Data supplied.
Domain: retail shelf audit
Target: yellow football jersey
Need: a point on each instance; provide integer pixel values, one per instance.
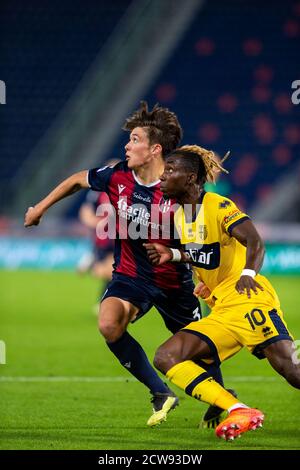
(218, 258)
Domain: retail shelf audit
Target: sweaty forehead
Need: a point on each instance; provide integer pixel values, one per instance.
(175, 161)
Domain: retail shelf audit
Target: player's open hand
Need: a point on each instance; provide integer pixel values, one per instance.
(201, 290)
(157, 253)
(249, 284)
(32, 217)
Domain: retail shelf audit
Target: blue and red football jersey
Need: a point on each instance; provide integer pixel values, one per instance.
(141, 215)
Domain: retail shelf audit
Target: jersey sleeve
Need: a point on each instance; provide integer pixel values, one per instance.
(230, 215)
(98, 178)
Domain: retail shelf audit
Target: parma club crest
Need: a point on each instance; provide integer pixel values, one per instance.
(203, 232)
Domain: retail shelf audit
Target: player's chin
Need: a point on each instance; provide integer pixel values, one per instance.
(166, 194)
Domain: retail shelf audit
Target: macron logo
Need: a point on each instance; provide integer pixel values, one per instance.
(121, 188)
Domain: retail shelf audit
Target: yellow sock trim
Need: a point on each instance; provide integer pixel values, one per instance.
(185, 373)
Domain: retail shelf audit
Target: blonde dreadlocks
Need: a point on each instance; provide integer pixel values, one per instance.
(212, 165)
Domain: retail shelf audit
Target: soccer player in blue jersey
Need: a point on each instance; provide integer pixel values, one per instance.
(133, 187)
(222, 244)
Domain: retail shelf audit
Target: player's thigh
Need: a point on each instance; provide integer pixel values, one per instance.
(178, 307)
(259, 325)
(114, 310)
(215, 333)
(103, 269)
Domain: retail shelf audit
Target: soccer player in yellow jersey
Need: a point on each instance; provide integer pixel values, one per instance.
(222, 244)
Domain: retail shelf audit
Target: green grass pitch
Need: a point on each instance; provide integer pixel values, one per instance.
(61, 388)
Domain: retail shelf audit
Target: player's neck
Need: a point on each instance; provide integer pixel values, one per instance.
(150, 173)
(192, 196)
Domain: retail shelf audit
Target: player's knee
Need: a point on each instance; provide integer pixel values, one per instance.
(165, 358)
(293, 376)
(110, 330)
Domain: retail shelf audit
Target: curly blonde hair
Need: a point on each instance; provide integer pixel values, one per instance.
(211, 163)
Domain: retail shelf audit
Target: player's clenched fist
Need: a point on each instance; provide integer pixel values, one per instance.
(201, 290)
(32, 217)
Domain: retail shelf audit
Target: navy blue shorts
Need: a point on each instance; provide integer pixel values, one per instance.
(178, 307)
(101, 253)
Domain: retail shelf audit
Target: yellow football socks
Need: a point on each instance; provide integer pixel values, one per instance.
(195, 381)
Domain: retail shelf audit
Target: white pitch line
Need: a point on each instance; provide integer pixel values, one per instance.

The problem. Write out the records above exactly as they stand, leaving out every picture.

Task solution.
Domain: retail shelf audit
Target: yellow football jersey
Need: a point on each instance; provide integer pixel values, one per instance.
(218, 258)
Domain: retail shelf audit
Target: sweaty forehead
Need: a point on each instance; provide integer pixel values, one per instance.
(175, 161)
Domain: retail shelf audit
Target: player's open hand
Need: a point on each instance; provide integer pixel values, one per instance.
(201, 290)
(157, 253)
(249, 284)
(32, 217)
Domain: retail shelf audit
Target: blue and red football jersey
Need: a point on each instance; provide integer pixel values, one per instance.
(141, 215)
Domain: retail shelf audit
Target: jersey sleeve
Need: a point on each instance; provide integer pixel values, one per instance.
(230, 215)
(98, 178)
Domain: retail shelf audit
Target: parma club crest
Need: a point on each instance; provide integer pixel values, one per instance.
(203, 232)
Domain: retail shelf audit
Target: player's chin
Need: a point on each instance; provide integer pixel values, one per instance.
(166, 194)
Domain: retail shelf audit
Target: macron logo
Need: a point on each instance; provide integer pixel values, one per instance.
(121, 188)
Domain: retail shelf audit
Target: yellow sock trim
Need: a point on each instance; provide integer pixel values, one per instance.
(185, 373)
Domain: retail shelf audit
Target: blonde dreadlocks
Need: a point on each instance; provide integer pixel values, one per instance.
(212, 165)
Domain: retail shelf audit
Target: soccer player in blue jersey
Need: a point on each instance; provide integer pixel values, one per instance.
(133, 187)
(222, 244)
Domain: retail shelf audit
Target: player's thigh
Need: a point on each instance; provide integer pixel values, one per instance.
(178, 307)
(259, 325)
(114, 310)
(215, 333)
(103, 269)
Domain: retail shelf audit
Target: soccer player in yellow jersey
Need: a point on each instance; provide integer pixel values, one per instance.
(222, 244)
Domain: retail shelf audit
Target: green grass pitch
Need: a point on each instance; provide integer pixel values, one per instance.
(61, 388)
Domain: retail shelf audit
Target: player's neck
Need: a point on each instance; provide integer pixel values, one per instance.
(150, 173)
(192, 196)
Domain: retail shelf audit
Target: player's knee
Need: a point on each instance; provide integer pixel values, one per instance.
(165, 358)
(293, 376)
(110, 330)
Domain: retail shelf audit
Target: curly blonde hair
Need: a point on each instance; provide integer pixel values, one per instance.
(211, 163)
Domain: retail shelf audit
Target: player's clenched fist
Need: a point on each instance; provide integer pixel values, one per instance.
(201, 290)
(32, 217)
Domain: retail shelf audit
Target: navy blue shorts
Need: a point on each instance; provide integer pixel values, one per instance.
(178, 307)
(101, 253)
Domain: retail shelf audit
Target: yellow football socks
Need: a point on each instance; provide integer pixel values, one per instance.
(195, 381)
Domain: retail shelf audit
Target: white pitch line
Need: a point on each instance; provide integer pixel values, one per instance.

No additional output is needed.